Supplied material »

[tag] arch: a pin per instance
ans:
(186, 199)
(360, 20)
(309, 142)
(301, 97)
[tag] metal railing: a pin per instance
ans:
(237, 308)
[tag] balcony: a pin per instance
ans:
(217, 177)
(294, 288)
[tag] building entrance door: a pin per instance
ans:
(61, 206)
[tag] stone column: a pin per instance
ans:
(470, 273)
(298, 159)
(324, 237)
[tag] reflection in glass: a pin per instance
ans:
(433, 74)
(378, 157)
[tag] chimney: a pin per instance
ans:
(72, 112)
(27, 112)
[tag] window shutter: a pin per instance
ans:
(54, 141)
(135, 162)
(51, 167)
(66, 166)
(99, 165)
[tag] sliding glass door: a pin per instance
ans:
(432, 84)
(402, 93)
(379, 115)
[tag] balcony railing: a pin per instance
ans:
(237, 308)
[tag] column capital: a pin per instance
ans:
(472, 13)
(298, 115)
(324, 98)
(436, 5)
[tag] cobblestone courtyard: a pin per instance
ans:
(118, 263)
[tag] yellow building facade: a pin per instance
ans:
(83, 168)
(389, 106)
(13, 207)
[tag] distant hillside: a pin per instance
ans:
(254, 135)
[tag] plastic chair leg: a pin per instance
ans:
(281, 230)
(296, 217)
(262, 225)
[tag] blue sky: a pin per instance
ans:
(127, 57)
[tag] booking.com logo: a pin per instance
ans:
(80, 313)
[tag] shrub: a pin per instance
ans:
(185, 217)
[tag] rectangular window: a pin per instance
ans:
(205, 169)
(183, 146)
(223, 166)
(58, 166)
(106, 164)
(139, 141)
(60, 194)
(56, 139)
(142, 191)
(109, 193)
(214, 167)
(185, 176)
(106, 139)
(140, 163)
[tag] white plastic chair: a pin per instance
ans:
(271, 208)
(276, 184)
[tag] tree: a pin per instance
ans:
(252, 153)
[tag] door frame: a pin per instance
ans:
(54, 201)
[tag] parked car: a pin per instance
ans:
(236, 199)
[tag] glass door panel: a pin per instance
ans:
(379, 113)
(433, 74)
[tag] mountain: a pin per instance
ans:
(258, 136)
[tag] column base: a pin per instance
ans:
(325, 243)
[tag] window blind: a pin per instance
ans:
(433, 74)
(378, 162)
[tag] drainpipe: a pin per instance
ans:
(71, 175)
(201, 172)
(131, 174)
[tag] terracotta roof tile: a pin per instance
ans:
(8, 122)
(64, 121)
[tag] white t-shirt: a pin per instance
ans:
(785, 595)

Problem description »
Switch "a pin per instance" to "one point per instance" throughout the material above and give it again with nothing else changed.

Written answer »
[tag] arch: one point per instance
ans:
(186, 199)
(360, 20)
(309, 142)
(301, 97)
[tag] metal railing: one point per instance
ans:
(237, 308)
[tag] balcony: one point per instance
ans:
(217, 177)
(294, 288)
[tag] building entrance door: one point per instance
ans:
(61, 206)
[tag] stone column: one point per instance
ans:
(470, 273)
(298, 159)
(324, 237)
[tag] reflection in glass: one point per instance
ans:
(433, 74)
(378, 157)
[tag] chimney: one point per instance
ans:
(72, 112)
(27, 112)
[tag] window shutter: one point per instance
ans:
(54, 141)
(135, 162)
(51, 167)
(66, 166)
(99, 165)
[tag] sliding glass door: one point per instance
ans:
(432, 84)
(402, 93)
(379, 115)
[tag] balcony railing: one point per instance
ans:
(237, 308)
[tag] column capital: one point per instance
ans:
(472, 13)
(298, 115)
(324, 98)
(436, 5)
[tag] cobblestone courtyard: one point per instance
ans:
(118, 263)
[tag] yellow building facade: one point per instance
ans:
(83, 168)
(389, 106)
(13, 207)
[tag] distant hillside: one point per instance
ans:
(254, 135)
[tag] plastic chair leg: one point per instance
ans:
(281, 230)
(296, 217)
(262, 225)
[tag] blue sky: one point per instance
ans:
(127, 57)
[tag] booking.com logo: one point per instance
ans:
(80, 313)
[tag] shrub: one point per instance
ans:
(185, 217)
[tag] rectangular window: one point per instance
ans:
(205, 169)
(183, 146)
(223, 166)
(58, 166)
(106, 164)
(139, 141)
(60, 194)
(56, 139)
(142, 191)
(109, 193)
(214, 167)
(185, 176)
(106, 139)
(140, 163)
[tag] white plastic chair: one point per instance
ans:
(271, 208)
(276, 184)
[tag] tree: one point per instance
ans:
(252, 153)
[tag] door frame: one point per instance
ans:
(54, 201)
[tag] parked car: one point per instance
ans:
(236, 199)
[tag] glass door panel: one point per instance
ans:
(379, 113)
(433, 74)
[tag] mountain: one point per instance
ans:
(258, 136)
[tag] column base: one point per instance
ans:
(325, 243)
[tag] window blind: one point per instance
ans:
(433, 74)
(378, 162)
[tag] drainpipe: one point per instance
ans:
(71, 175)
(201, 172)
(131, 174)
[tag] terracotta roof tile: one point per instance
ans:
(8, 122)
(64, 121)
[tag] white t-shirt: one point per instance
ans:
(785, 595)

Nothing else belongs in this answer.